### Assignment
A complete, exact retyping of the data below is required.

### Source data

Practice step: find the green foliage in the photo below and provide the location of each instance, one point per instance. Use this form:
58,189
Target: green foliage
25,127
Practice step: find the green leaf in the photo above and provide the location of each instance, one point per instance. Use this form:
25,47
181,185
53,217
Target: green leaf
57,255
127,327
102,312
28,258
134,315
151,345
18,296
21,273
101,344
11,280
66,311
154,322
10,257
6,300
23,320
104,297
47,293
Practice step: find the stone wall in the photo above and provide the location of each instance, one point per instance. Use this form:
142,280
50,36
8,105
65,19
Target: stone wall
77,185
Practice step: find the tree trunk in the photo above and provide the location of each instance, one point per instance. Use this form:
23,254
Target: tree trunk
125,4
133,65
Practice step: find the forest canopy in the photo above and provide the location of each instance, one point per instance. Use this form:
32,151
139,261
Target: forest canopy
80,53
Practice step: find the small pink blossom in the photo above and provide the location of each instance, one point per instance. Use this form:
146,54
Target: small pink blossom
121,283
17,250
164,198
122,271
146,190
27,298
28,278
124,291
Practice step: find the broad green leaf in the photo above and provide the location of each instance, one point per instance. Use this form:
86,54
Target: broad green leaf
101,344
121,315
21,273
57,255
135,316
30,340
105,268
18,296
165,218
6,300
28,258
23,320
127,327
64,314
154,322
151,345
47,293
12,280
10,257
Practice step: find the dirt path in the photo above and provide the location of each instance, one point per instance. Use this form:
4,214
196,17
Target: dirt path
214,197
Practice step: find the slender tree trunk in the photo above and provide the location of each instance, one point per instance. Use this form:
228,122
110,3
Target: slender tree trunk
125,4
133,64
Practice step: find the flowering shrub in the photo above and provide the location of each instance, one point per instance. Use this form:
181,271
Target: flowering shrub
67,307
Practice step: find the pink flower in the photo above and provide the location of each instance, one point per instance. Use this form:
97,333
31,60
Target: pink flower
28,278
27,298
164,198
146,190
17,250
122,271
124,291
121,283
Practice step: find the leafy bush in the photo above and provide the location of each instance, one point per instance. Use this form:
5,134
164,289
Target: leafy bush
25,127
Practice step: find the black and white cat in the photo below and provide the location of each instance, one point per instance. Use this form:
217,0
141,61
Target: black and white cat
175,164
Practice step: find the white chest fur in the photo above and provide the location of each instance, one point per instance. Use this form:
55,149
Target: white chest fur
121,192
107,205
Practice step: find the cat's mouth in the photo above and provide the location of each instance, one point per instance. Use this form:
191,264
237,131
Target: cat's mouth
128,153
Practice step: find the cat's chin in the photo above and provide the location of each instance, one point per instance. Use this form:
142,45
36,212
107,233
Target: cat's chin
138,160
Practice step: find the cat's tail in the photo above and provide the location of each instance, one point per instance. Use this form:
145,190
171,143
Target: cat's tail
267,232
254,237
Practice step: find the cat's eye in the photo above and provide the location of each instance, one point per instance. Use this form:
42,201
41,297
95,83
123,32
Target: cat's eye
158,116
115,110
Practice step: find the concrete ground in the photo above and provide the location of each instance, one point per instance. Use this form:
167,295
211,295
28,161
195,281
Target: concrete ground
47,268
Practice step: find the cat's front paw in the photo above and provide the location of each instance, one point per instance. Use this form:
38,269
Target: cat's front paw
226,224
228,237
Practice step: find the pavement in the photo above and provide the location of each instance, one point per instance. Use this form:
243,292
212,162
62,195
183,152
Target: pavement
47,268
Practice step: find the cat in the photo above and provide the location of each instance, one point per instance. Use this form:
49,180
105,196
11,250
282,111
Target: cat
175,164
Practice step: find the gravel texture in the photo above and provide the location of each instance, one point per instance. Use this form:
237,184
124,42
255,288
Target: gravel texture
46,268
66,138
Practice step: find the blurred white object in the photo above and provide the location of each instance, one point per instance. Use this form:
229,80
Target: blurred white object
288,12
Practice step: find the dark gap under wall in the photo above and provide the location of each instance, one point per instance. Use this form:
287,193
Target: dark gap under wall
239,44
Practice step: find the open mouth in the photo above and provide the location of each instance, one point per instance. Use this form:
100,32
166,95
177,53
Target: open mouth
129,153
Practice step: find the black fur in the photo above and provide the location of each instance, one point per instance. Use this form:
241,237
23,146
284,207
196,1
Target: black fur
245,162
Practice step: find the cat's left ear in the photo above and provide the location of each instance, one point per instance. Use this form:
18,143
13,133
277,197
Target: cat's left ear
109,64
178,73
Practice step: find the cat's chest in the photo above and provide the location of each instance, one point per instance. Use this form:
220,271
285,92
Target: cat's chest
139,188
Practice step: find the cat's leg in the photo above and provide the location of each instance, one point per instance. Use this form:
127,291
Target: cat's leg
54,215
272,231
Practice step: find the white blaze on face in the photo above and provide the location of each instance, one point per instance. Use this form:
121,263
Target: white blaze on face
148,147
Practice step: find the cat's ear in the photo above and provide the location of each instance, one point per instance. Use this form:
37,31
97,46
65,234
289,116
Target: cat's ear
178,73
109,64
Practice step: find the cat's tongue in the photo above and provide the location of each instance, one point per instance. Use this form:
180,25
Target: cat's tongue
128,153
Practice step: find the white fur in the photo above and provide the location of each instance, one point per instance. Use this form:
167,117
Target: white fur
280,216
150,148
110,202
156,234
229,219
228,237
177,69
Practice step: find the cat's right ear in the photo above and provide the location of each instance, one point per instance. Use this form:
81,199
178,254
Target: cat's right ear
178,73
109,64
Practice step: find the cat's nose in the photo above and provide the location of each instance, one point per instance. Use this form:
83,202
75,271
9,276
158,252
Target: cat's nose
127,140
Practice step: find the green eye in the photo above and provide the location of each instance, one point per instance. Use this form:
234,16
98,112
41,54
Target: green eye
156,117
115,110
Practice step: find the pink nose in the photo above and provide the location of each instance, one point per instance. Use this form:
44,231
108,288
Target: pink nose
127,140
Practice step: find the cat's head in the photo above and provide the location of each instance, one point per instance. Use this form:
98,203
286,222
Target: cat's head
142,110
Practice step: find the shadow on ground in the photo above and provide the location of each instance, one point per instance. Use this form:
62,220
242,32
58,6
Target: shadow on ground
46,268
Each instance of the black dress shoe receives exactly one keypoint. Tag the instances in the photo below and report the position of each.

### Response to the task
Practice step: find the green foliage in the photo below and provide the location of each instance, one point per instance. Use this form:
58,189
Target: green foliage
25,127
Practice step: find the green leaf in the photo above and provide the location of each instance, one point per instance. Use this form:
25,47
181,185
53,217
Target: green leaf
57,255
127,327
102,312
28,258
134,315
151,345
18,296
21,273
101,344
11,280
66,311
154,322
10,257
6,300
23,320
104,297
47,293
Practice step: find the stone wall in the photo above and provide the location of each instance, one point per instance. Use this form:
142,280
50,36
8,105
65,19
Target: stone wall
77,185
Practice step: find the tree trunk in the photo above and provide the location of each instance, one point per instance. Use this form:
23,254
Target: tree trunk
125,4
133,65
Practice step: find the forest canopy in the photo above and provide the location of each instance, one point per instance. Use this form:
32,151
139,261
Target: forest canopy
80,53
Practice step: find the small pink blossom in the photo above and provide the location of each instance, one point per instance. Use this form:
146,54
Target: small pink blossom
121,283
17,250
164,198
122,271
146,190
27,298
28,278
124,291
Practice step: find the broad green leaf in the photo above and provide the location of each instance, one point per instance. Use this form:
86,54
Target: broad green leaf
101,344
121,315
21,273
57,255
135,316
30,340
105,268
18,296
165,218
6,300
28,258
23,320
127,327
64,314
154,322
151,345
47,293
12,280
10,257
Practice step: find the dirt path in the photo above and provide the location of each instance, one point per instance. Use this form:
4,214
196,17
Target: dirt path
214,197
Practice step: find the slender tree trunk in the photo above and provide the location of each instance, one point per instance. Use this form:
228,122
110,3
Target: slender tree trunk
125,4
133,64
Practice step: find the flowering shrub in the photo above and provide the location of each instance, one point per instance. Use this form:
181,271
Target: flowering shrub
67,307
Practice step: find the pink flower in the photo above and provide the location of each instance, one point per instance. Use this form:
97,333
31,60
Target: pink flower
28,278
27,298
164,198
146,190
17,250
122,271
124,291
121,283
Practice step: find the leafy bush in the photo above and provide the location of each instance, one point per instance. Use this form:
5,134
164,289
Target: leafy bush
25,127
Practice step: find the black and white cat in the photo below and provide the location of each instance, one point per instance. Use this form:
217,0
141,61
Target: black and white cat
175,164
Practice step: find the white chest fur in the photo above and provide the location of each instance, one point per instance. Use this form:
55,149
Target: white chest fur
121,192
107,205
Practice step: find the cat's mouth in the photo above and provide the location of each instance, one point per instance. Use this form:
191,264
237,131
Target: cat's mouth
128,153
Practice step: find the cat's chin in the photo above and provide the location of each instance, one point per instance. Use this form:
142,45
36,212
107,233
Target: cat's chin
138,160
Practice step: find the cat's tail in the photo above and provide the location of each instance, one point per instance. Use this form:
145,190
171,143
Target: cat's tail
267,232
254,237
Practice step: find the cat's eye in the photo above and provide the location of each instance, one point per instance. Use this form:
42,201
41,297
95,83
123,32
Target: cat's eye
158,116
115,110
Practice step: find the concrete ground in the photo above and provide the location of each instance, one point per instance. Use this form:
167,295
211,295
28,161
195,281
Target: concrete ground
47,268
Practice step: find the cat's front paw in the photo above and provide the location of each instance, one point per instance. Use this form:
38,269
Target: cat's front paw
226,224
228,237
Practice step: find the pavement in the photo above and provide the location of each instance, one point per instance. Use this form:
243,292
212,162
62,195
183,152
Target: pavement
47,268
Practice step: find the cat in the photo above and provide the location of each instance, one point per instance. Use this form:
49,180
105,196
11,250
282,111
Target: cat
175,164
Practice step: find the gravel texture in the photo above and provide the location of each instance, one point per instance. Use this form:
237,184
124,42
255,288
Target: gravel texture
46,268
66,138
Practice step: find the blurred white object in the photo above and provide the location of each instance, one point per instance. Use this form:
229,80
Target: blurred white object
288,12
Practice step: find the dark gap under wall in the photo above and provide the location of each instance, one point per instance. Use this form:
287,193
Target: dark gap under wall
239,44
Practice step: find the open mouth in the photo above and provide the location of each instance, one point per instance. Use this form:
100,32
166,95
177,53
Target: open mouth
129,153
Practice step: find the black fur in the photo above and provide the location of each instance, one point per instance. Use this form:
241,237
23,146
284,207
196,1
Target: black fur
245,162
Practice step: find the cat's left ear in the photo above and provide the location of each instance, one point per instance. Use this form:
18,143
13,133
277,197
Target: cat's left ear
109,64
178,73
Practice step: find the cat's chest in the photo above and provide the location of each instance, one point per instance. Use this form:
220,271
285,92
Target: cat's chest
139,188
Practice step: find the cat's leg in the photo above and provide the location of each instance, one point per instance. Use this form:
127,291
Target: cat's leg
54,215
272,231
Practice step: find the white blaze on face in the photo above and provide the location of each instance, one point per instance. Use this form:
121,263
Target: white blaze on face
148,147
Practice step: find the cat's ear in the photo above and provide the location of each instance, one point per instance. Use this form:
37,31
97,46
65,234
289,116
Target: cat's ear
178,73
109,64
Practice step: find the cat's tongue in the photo above and provide the location of each instance, one point per instance. Use this form:
180,25
Target: cat's tongue
128,153
Practice step: find the white fur in the photo above and provide the location of each instance, one point per instance. Use this form:
167,117
Target: white fur
280,216
150,148
110,202
156,234
229,219
228,237
177,69
Practice step: find the cat's right ear in the photo above and provide the location of each instance, one point per instance. Use this form:
81,199
178,254
Target: cat's right ear
178,73
109,64
Practice step: find the cat's nose in the photo above and provide the location of each instance, one point per instance. Use this form:
83,202
75,271
9,276
158,252
Target: cat's nose
127,140
Practice step: find the green eye in the photo above and provide the location of each instance, one point per instance. Use this form:
234,16
98,112
41,54
Target: green eye
156,117
115,110
Practice step: find the pink nose in the photo above and provide the location of each instance, one point per instance. Use this form:
44,231
108,288
Target: pink nose
127,140
Practice step: find the cat's head in the photo above and provide the location of each instance, one point per instance. Use this form:
98,203
286,222
Target: cat's head
142,110
Practice step: find the shadow on ground in the photo above and provide the location of each instance, one point per instance. Use this form:
62,220
242,32
58,6
Target: shadow on ground
46,268
Each instance of the black dress shoe receives exactly one keypoint. Tag the instances in the photo below and report the position of each.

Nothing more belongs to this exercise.